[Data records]
------------------------------------------------

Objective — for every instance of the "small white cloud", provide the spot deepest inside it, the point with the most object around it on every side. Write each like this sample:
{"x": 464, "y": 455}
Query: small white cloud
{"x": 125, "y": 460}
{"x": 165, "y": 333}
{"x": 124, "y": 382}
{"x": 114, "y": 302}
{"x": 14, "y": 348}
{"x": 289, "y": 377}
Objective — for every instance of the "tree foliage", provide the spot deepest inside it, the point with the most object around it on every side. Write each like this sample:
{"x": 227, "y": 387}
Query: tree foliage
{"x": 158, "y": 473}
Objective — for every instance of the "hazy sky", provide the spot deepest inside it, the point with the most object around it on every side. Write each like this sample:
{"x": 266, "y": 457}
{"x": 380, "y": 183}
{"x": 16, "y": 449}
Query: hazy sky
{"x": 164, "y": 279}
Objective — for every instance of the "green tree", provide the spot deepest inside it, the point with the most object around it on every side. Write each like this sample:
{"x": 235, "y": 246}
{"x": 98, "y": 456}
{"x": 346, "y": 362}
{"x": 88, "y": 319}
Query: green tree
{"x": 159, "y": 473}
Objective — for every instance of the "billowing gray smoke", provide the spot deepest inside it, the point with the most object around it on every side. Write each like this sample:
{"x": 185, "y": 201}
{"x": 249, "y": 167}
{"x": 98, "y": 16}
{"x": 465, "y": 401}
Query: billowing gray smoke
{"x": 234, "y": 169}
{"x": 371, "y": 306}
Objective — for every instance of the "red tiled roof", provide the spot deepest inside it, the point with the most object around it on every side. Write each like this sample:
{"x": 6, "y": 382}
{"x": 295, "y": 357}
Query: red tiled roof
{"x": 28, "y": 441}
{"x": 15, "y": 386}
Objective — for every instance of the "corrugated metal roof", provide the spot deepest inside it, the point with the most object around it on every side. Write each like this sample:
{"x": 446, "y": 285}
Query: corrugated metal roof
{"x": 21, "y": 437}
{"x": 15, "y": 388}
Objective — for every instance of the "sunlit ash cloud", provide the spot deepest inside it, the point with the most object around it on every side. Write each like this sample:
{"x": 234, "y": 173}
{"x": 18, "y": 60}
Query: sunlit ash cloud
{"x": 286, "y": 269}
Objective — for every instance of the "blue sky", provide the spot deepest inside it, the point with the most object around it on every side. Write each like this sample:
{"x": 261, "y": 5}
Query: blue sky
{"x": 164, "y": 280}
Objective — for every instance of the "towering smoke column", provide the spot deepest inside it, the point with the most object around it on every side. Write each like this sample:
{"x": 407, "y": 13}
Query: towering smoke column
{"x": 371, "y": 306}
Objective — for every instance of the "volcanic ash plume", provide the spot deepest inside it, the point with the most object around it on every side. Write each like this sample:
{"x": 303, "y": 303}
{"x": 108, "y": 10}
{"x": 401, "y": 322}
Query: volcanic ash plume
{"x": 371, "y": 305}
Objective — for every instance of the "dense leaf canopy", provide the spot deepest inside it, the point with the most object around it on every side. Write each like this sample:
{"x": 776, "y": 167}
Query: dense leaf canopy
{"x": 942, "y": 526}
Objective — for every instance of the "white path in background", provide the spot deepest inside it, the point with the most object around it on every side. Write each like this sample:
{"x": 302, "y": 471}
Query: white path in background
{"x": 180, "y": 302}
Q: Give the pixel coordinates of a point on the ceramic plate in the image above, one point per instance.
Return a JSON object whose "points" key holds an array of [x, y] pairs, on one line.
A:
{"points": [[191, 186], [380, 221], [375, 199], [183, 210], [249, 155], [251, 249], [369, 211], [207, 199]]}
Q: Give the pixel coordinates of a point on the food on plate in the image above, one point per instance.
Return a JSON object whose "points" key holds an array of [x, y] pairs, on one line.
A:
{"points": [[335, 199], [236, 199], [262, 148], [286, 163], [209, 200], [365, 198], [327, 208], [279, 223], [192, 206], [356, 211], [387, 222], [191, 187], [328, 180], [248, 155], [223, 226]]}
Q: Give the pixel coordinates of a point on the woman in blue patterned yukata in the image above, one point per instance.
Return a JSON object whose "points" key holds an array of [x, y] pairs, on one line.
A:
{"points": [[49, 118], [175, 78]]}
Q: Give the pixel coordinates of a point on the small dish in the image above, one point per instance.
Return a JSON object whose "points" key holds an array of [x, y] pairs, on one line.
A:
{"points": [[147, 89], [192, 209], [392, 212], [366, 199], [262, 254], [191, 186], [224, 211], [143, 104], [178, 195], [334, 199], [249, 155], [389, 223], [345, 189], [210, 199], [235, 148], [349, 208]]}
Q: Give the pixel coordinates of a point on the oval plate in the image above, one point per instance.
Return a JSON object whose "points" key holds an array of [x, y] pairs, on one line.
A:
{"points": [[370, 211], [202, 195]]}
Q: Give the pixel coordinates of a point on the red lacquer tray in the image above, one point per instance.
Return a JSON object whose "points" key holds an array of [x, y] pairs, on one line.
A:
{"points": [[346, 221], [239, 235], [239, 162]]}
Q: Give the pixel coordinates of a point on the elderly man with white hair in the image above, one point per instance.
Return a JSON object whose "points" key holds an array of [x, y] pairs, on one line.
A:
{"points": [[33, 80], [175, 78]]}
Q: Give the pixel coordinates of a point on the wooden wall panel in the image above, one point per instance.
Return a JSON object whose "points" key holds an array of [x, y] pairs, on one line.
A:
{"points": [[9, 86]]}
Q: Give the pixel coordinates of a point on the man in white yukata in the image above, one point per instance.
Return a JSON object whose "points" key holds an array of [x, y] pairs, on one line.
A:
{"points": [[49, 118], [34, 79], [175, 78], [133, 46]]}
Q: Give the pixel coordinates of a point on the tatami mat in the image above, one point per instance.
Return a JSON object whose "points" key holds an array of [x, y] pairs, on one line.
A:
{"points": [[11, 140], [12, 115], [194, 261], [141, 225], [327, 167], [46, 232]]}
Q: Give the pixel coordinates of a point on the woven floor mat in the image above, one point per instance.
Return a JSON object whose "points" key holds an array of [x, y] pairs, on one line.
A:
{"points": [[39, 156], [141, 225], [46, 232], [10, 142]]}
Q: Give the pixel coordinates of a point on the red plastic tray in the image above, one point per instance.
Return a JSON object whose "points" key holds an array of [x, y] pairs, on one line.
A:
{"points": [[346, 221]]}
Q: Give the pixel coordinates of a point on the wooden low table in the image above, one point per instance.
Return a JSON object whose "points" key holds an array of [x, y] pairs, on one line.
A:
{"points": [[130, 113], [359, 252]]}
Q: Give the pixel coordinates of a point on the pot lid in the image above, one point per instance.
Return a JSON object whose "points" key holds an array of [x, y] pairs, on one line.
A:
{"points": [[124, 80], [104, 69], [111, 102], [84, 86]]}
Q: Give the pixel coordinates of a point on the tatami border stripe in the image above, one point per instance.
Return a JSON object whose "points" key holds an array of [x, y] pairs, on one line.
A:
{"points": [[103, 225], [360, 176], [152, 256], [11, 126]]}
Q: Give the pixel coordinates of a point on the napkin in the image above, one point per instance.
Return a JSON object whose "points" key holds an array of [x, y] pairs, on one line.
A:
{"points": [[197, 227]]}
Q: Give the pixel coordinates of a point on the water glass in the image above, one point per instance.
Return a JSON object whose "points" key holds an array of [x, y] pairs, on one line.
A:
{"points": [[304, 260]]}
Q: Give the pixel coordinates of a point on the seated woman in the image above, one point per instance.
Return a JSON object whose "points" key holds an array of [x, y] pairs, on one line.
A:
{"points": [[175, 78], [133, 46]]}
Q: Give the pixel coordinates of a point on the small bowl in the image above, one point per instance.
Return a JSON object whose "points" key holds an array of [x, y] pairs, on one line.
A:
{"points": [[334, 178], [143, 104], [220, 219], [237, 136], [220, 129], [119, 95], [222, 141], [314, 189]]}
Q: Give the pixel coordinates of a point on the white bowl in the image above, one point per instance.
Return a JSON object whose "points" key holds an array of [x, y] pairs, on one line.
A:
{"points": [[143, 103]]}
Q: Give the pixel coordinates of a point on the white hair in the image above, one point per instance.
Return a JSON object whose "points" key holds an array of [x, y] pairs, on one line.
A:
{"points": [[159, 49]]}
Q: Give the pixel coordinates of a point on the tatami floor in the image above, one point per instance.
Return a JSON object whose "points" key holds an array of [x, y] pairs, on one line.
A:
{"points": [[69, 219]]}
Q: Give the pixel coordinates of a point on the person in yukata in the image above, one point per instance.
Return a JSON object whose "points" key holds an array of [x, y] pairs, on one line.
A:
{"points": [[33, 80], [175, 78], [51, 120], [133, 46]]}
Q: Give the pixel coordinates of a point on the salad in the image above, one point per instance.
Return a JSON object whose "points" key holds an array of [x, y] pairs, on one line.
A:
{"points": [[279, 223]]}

------------------------------------------------

*WHAT YOU ARE ASKED TO DO*:
Give the number of lines in the entries above that contain the string "plate", and nothing more.

*REPLY*:
3